=== Extracted entries ===

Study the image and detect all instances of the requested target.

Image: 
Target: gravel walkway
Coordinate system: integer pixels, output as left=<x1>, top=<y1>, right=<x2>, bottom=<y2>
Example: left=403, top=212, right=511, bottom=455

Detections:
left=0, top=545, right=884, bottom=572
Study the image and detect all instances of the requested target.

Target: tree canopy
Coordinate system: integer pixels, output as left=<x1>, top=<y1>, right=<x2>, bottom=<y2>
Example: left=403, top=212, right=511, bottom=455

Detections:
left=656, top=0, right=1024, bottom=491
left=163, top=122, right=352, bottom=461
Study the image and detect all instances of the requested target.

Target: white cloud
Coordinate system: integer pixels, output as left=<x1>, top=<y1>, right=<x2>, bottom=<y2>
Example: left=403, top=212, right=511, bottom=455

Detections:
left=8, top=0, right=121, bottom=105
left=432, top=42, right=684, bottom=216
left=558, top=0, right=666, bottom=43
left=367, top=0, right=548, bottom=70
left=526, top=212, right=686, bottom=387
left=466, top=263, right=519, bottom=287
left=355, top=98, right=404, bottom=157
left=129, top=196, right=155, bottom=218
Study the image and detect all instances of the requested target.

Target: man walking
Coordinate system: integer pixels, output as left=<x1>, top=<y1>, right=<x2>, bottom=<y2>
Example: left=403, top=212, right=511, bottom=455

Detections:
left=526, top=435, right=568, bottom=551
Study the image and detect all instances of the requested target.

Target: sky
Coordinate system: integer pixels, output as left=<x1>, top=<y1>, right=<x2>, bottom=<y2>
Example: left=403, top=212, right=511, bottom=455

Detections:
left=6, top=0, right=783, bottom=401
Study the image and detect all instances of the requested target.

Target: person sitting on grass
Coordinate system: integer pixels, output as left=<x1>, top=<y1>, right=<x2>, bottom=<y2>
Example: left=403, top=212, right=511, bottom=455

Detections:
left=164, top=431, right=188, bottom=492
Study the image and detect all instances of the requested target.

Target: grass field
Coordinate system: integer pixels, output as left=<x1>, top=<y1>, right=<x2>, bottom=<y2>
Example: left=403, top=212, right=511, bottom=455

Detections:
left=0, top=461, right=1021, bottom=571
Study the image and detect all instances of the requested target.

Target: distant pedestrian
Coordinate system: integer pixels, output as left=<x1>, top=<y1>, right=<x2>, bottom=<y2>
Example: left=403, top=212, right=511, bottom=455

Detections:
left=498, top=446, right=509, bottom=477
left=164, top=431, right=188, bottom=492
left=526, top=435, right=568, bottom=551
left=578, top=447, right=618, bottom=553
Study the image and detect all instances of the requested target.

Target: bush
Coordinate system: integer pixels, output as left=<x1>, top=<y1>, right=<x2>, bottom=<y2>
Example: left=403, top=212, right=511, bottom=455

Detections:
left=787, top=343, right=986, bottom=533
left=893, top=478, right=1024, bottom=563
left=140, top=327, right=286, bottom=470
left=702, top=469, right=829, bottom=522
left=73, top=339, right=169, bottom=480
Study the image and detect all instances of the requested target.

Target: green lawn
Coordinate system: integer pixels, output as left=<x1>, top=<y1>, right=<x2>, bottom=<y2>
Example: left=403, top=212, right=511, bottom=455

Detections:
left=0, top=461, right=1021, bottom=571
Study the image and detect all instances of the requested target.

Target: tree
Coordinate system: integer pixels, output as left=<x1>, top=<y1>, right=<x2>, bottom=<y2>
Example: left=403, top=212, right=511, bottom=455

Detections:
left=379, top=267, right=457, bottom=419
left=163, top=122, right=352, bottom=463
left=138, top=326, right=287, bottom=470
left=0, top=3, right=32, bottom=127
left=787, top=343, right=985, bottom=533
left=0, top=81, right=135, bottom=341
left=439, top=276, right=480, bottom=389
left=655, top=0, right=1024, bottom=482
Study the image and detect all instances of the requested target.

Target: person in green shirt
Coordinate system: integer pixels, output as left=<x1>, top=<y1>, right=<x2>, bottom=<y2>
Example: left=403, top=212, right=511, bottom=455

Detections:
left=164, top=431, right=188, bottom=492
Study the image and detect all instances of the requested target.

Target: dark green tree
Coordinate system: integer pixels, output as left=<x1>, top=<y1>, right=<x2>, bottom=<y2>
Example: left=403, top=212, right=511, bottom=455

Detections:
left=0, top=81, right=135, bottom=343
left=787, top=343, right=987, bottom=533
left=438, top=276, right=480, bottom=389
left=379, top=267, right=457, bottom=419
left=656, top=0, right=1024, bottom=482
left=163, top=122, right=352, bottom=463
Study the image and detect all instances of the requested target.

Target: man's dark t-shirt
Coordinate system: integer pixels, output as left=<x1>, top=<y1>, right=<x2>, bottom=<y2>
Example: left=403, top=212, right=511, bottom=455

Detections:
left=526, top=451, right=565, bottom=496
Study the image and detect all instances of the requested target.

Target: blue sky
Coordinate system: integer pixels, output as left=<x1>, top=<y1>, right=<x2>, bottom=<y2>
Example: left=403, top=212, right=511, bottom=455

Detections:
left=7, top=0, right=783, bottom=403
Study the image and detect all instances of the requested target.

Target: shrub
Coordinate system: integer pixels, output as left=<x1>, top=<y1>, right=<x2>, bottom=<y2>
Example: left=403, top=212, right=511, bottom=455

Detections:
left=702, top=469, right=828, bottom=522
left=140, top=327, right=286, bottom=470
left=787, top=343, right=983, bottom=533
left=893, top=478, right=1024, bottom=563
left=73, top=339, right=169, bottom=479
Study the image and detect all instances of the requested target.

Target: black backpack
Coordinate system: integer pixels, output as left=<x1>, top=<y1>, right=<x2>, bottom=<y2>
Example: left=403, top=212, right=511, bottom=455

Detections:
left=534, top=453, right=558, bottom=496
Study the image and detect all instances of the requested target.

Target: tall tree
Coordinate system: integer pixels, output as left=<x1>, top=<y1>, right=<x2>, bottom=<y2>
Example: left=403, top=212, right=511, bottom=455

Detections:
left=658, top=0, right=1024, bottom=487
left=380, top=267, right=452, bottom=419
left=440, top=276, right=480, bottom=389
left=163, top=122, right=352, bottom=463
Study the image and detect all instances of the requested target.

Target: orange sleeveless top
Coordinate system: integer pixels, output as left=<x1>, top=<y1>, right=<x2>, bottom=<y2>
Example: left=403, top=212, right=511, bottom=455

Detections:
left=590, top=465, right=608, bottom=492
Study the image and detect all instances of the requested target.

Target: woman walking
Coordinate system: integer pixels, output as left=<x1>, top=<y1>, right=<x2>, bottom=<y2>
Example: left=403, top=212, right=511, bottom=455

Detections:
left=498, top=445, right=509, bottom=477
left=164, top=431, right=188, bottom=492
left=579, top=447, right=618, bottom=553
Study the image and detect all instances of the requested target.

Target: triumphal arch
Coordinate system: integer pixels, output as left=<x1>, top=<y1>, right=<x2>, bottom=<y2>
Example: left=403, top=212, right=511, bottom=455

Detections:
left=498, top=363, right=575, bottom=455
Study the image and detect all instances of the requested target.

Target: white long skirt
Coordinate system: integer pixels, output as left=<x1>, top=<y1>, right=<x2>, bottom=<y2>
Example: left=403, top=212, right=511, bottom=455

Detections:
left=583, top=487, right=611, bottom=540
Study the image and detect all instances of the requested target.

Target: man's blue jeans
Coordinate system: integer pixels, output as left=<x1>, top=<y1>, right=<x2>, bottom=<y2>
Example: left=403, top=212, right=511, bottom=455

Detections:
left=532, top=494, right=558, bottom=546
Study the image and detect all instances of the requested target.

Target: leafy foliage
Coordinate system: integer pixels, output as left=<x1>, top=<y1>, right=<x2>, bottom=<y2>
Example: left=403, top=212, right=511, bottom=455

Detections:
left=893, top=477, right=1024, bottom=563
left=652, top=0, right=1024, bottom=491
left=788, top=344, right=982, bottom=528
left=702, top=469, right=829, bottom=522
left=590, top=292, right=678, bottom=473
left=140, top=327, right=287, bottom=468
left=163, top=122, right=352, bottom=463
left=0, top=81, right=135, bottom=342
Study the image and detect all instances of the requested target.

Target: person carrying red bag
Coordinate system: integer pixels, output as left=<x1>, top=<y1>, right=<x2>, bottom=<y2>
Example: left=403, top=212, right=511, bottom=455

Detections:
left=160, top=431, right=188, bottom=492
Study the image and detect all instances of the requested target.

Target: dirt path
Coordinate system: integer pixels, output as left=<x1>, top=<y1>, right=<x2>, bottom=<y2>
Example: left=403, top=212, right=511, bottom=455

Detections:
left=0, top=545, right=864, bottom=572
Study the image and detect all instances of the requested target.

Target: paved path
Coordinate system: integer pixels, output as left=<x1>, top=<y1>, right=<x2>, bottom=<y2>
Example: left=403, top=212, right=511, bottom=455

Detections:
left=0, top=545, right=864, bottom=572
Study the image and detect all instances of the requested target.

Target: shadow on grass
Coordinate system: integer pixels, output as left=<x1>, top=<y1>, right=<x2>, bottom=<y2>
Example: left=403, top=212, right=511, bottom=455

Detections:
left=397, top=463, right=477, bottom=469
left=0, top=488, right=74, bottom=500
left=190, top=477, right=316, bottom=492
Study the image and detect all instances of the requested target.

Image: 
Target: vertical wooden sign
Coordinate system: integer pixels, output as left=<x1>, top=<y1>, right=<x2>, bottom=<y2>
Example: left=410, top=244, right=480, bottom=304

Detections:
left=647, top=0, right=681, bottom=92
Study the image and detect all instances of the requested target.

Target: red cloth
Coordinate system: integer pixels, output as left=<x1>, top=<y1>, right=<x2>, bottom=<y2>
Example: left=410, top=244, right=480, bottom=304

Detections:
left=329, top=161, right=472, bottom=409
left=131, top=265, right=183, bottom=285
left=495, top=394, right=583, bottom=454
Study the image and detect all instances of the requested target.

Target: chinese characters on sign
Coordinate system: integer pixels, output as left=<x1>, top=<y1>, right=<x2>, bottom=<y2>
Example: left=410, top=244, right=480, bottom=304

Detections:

===

Rewrite the listing as a numbered list, starting at its first line and ending with the line containing "left=163, top=122, right=352, bottom=461", both included. Leave out the blank lines.

1. Study the image and detect all instances of the requested target.
2. Image: 
3. Target: gravel walkway
4. Coordinate system: integer pixels, output as left=<x1>, top=<y1>, right=<x2>, bottom=<y2>
5. Example: left=403, top=212, right=511, bottom=455
6. Detections:
7. left=0, top=545, right=884, bottom=572
8. Study the image and detect all instances of the requested target.
9. Target: tree canopy
10. Coordinate system: integer pixels, output as left=<x1>, top=<y1>, right=<x2>, bottom=<y2>
11. Example: left=403, top=212, right=511, bottom=455
12. Detections:
13. left=656, top=0, right=1024, bottom=491
14. left=163, top=122, right=352, bottom=461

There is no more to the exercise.